PROVIDED TEXT:
-------

Once I began to accumulate my own patients who I performed what I considered to be a technically excellent total knee replacement procedure on, I realized that the published reports on large volumes of patients accurately reflected what I was seeing in my own practice. Most patients do not know what they are getting themselves into, particularly when a perioperative complication develops. It’s one thing to discuss the possibility of fatal PE, infectious complications and their fallout and even amputation with a patient. It’s quite another when it happens to them and you must take responsibility for your role in the decision making process.
How did it start?
With an undergraduate background in chemistry from Chapel Hill, and keen on receptor biochemistry, I sought to find a way to reverse the rate limiting steps in the development of osteoarthritis and organic joint disease. Early in my orthopedic surgical residency at the University of Hawaii, I began to make notebooks about the development of arthritis. I looked closely at X-rays and imagined what was occurring at the molecular level and the amount of time it took for those changes to occur. Could there possibly be a way to reverse the changes? Realizing that osteoarthritis was a mechanically induced disease due to joint overload was the first critical epiphany. Next came the identification of the rate limiting step in the process, stiffening of the subchondral bone on the concave side of the joint. Following soonafter was the realization that subchondral injury, clearly identifiable on MRI sequences was not only a marker for disease but a pain generator.

-------

PROBLEMS TO WORK ON:
• A. Return everything in the osteoarthritis passage from "Once I began" down to "did it start?".
• B. According to the osteoarthritis passage, at which university did the writer do an orthopedic surgical residency?
• C. Extend the osteoarthritis passage from the point where it stops.
The data after this point comes from a separate source, not the osteoarthritis passage.

RECORDS SHOWN:
-------

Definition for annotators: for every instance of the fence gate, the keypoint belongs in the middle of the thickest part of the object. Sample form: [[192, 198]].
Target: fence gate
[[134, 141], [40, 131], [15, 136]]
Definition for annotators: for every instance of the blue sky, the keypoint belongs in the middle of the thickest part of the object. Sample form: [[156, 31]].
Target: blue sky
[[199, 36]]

-------

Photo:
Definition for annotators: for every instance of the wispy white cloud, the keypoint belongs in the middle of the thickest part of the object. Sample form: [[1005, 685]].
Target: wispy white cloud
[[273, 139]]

-------

PER-TASK ANSWERS:
• A.
Once I began to accumulate my own patients who I performed what I considered to be a technically excellent total knee replacement procedure on, I realized that the published reports on large volumes of patients accurately reflected what I was seeing in my own practice. Most patients do not know what they are getting themselves into, particularly when a perioperative complication develops. It’s one thing to discuss the possibility of fatal PE, infectious complications and their fallout and even amputation with a patient. It’s quite another when it happens to them and you must take responsibility for your role in the decision making process.
How did it start?

• B. The University of Hawaii.

• C.
We first detailed the anticipated mechanisms of action and constructed clinical protocols to test our hypothesis shortly thereafter. Initially, there was a great deal of resistance to the methods we presented and introduced to the orthopedic surgical community, even at educational conferences. I was mocked and aggressive attempts to discredit my work came from all directions. It is satisfying to see that the protocols for orthopedic immunobiologic applications we developed in those early days have now spread to over 2000 clinics in North America alone. All major universities in the US now offer the treatments that we elaborated over the last 18 years. All major sports medicine clinics offer the techniques and have gone so far as to advertise the procedures on university websites.
Today our autologous bone marrow transplant nanoplasty protocols have undergone 8 iterations to where they are today. We believe that each one represents an advancement in what was offered before. Biotechnology is advancing and it is likely that methods will continue to change and improve as a function of time as biochemical signaling pathways become more clear and nanomolecules become available for widespread clinical application.